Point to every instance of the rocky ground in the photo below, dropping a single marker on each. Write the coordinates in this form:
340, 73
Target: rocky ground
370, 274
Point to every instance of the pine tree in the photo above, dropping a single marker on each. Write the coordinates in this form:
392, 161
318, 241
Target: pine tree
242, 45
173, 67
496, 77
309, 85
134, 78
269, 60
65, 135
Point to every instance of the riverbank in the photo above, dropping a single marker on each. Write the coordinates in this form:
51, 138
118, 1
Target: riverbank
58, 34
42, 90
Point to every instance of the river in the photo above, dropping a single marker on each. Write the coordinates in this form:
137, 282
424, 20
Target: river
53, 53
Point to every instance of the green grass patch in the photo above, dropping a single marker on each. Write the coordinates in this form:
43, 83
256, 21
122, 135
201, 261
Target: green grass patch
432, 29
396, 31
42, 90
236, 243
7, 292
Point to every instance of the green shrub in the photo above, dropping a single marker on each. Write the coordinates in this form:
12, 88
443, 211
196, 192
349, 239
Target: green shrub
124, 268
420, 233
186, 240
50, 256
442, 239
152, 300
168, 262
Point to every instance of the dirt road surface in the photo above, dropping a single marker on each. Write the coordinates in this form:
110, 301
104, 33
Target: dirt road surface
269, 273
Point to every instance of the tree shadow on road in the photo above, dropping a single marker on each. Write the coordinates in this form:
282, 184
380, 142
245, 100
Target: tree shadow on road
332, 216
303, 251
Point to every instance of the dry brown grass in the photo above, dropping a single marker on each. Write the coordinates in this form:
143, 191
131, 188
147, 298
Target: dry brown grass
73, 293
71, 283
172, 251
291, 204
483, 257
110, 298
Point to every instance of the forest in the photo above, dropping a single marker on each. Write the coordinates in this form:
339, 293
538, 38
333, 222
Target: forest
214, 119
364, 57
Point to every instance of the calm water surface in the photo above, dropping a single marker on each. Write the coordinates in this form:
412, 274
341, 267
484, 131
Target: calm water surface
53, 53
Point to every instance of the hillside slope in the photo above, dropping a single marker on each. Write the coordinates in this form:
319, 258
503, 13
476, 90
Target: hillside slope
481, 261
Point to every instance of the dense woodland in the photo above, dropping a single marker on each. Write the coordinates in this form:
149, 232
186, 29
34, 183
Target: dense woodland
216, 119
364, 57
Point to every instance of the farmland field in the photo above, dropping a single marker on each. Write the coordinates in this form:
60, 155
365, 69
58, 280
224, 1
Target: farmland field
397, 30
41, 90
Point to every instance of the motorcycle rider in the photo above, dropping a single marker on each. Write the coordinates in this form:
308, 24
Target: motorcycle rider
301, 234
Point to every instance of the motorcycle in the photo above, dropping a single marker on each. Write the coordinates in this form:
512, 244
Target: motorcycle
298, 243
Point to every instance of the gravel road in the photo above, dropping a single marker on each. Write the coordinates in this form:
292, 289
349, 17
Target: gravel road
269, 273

> What needs to be done: Reproduce the data word for word, from the line with "Point to every instance of the gravel" through the final line of the data, both included.

> Answer for the task:
Point to every instance of the gravel road in the photo above, dropping a single marker on each. Write the coordinates in this form:
292, 289
349, 17
Target: gravel road
269, 273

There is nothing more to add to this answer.